Carry on the passage about the EMD FP7 locomotive, starting right after its final sentence.
━━━━━ TEXT SHOWN
While EMD's E-units were successful passenger engines, their A1A-A1A wheel arrangement made them less useful in mountainous terrain. Several railroads had tried EMD's F3 in passenger service, but there was insufficient water capacity in an A-unit fitted with dynamic brakes. The Atchison, Topeka and Santa Fe Railway's solution was to replace the steam generators in A-units with a water tank, and so only fitted steam generators into the B-units. The Northern Pacific Railway's solution was to fit extra water tanks into the first baggage car, and to pipe the water to the engines. The real breakthrough came when EMD recognized the problem and added the stretched FP7 to its catalog.
A total of 381 cab-equipped lead A units were built; unlike the freight series, no cables booster B units were sold. Regular F7B units were sometimes used with FP7 A units, since they, lacking cabs, had more room for water and steam generators. The FP7 and its successor, the FP9, were offshoots of GM-EMD's highly successful F-unit series of cab unit freight diesels.
F3s, F7s, and F9s equipped for passenger service are not FP-series locomotives, which although similar in appearance have distinctive differences, including but not limited to the greater body length. The extra 4 ft (1.2 m) of length was added behind the first body-side porthole, and can be recognised by the greater distance between that porthole and the first small carbody filter grille. The corresponding space beneath the body, behind the front truck, was also opened up; this either remained an empty space or was filled with a distinctive water tank shaped like a barrel mounted transversely.
━━━━━━━━━━
━━━━━ ITEMS
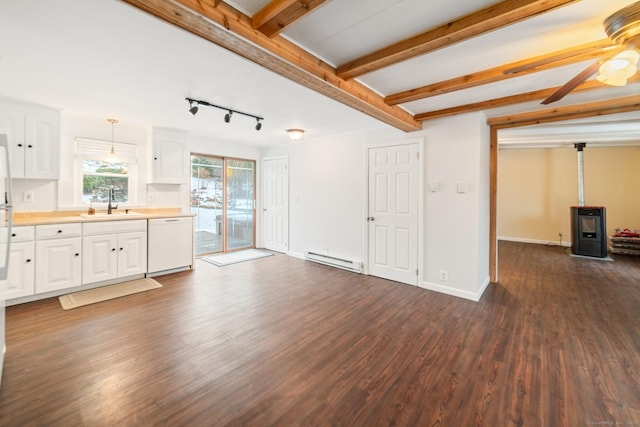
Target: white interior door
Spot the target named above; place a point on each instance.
(393, 213)
(275, 211)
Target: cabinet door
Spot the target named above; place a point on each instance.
(99, 258)
(12, 124)
(59, 264)
(132, 253)
(21, 275)
(42, 136)
(167, 163)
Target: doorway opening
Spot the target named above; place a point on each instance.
(223, 200)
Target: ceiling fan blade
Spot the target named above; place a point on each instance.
(588, 50)
(582, 77)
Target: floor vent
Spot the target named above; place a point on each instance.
(342, 263)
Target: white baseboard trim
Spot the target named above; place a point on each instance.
(296, 255)
(536, 241)
(448, 290)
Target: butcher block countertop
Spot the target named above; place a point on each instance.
(59, 217)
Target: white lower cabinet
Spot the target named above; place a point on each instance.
(100, 258)
(58, 255)
(132, 253)
(113, 249)
(21, 274)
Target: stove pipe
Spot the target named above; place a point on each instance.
(580, 148)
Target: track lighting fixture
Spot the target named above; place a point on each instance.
(193, 109)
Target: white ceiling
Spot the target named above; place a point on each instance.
(104, 58)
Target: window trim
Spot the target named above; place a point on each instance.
(98, 149)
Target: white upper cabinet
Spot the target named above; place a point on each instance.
(34, 139)
(168, 157)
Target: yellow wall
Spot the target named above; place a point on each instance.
(536, 187)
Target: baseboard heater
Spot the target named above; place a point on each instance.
(345, 264)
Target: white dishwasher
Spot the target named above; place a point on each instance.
(170, 244)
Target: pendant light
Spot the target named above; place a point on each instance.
(112, 158)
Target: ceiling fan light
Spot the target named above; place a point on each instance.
(617, 70)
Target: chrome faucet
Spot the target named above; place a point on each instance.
(109, 207)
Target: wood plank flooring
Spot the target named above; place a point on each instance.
(283, 342)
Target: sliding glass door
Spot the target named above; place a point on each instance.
(223, 199)
(239, 204)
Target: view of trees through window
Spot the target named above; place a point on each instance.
(99, 176)
(222, 198)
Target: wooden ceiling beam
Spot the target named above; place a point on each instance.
(513, 99)
(232, 30)
(278, 14)
(555, 59)
(535, 95)
(482, 21)
(570, 112)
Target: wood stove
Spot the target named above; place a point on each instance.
(588, 231)
(588, 223)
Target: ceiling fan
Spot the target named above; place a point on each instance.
(623, 28)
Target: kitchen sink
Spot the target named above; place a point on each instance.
(103, 215)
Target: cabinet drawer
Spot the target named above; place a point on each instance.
(109, 227)
(58, 231)
(23, 233)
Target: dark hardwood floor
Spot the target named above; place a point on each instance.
(283, 342)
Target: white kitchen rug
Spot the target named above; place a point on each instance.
(235, 257)
(92, 296)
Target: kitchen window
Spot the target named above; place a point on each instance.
(97, 173)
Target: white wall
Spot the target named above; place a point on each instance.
(457, 224)
(327, 191)
(51, 195)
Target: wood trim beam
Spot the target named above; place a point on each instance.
(488, 19)
(570, 112)
(232, 30)
(509, 100)
(562, 57)
(278, 14)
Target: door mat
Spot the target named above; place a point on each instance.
(105, 293)
(235, 257)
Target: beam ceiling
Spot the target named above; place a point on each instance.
(232, 30)
(490, 18)
(278, 14)
(504, 72)
(570, 112)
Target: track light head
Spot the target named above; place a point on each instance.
(195, 103)
(193, 109)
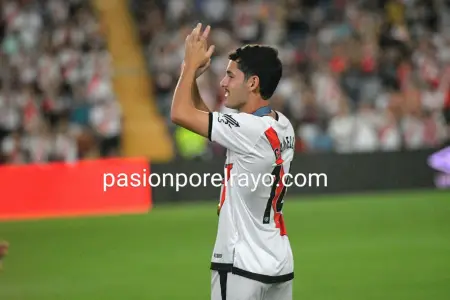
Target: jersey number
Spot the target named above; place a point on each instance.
(275, 201)
(228, 168)
(278, 190)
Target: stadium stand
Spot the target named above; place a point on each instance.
(359, 76)
(56, 97)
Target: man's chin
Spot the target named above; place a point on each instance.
(228, 104)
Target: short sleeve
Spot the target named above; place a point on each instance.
(235, 131)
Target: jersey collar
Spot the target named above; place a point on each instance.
(262, 111)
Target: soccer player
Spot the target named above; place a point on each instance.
(252, 256)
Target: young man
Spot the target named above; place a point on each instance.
(252, 257)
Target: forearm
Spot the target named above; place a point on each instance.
(197, 98)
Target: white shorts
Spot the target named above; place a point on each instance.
(228, 286)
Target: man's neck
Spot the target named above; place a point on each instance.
(253, 106)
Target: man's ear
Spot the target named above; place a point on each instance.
(253, 83)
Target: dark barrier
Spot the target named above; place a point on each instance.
(344, 173)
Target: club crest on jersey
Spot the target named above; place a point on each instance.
(227, 120)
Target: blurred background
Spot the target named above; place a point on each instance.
(359, 76)
(366, 85)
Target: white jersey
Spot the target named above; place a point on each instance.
(251, 238)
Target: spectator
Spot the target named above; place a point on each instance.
(358, 75)
(56, 95)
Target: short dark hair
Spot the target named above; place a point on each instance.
(261, 61)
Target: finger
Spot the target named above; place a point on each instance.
(197, 29)
(205, 33)
(210, 50)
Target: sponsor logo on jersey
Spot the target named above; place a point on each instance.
(228, 120)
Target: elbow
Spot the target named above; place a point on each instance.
(175, 117)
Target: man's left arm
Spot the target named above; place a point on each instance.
(183, 112)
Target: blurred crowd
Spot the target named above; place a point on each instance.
(358, 75)
(56, 98)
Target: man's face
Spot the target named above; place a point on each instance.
(234, 84)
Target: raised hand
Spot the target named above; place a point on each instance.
(197, 54)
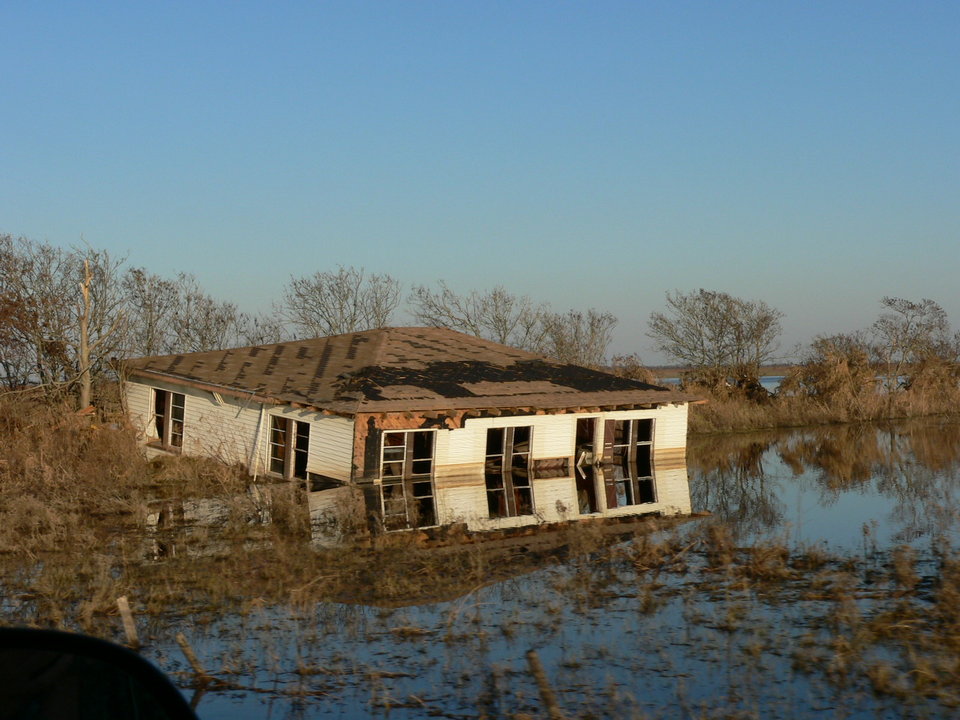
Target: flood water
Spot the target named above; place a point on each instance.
(630, 630)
━━━━━━━━━━
WRITTEN RESPONSE »
Railroads found that Fs, with their better tractive effort performed much better than Es in passenger service on routes with stiff grades. However, as a freight model lacking steam generators it was not a possible unless a separate heating car was used or Es were in the consist. EMD corrected the issue with its FP7, released in the late 1940s, built at the same time as the F7. Surprisingly, for a variant model the locomotive sold quite well with nearly 400 examples manufactured (including those constructed by General Motors Diesel of London, Ontario). Today, numerous FP7s remain preserved and in operation around the country.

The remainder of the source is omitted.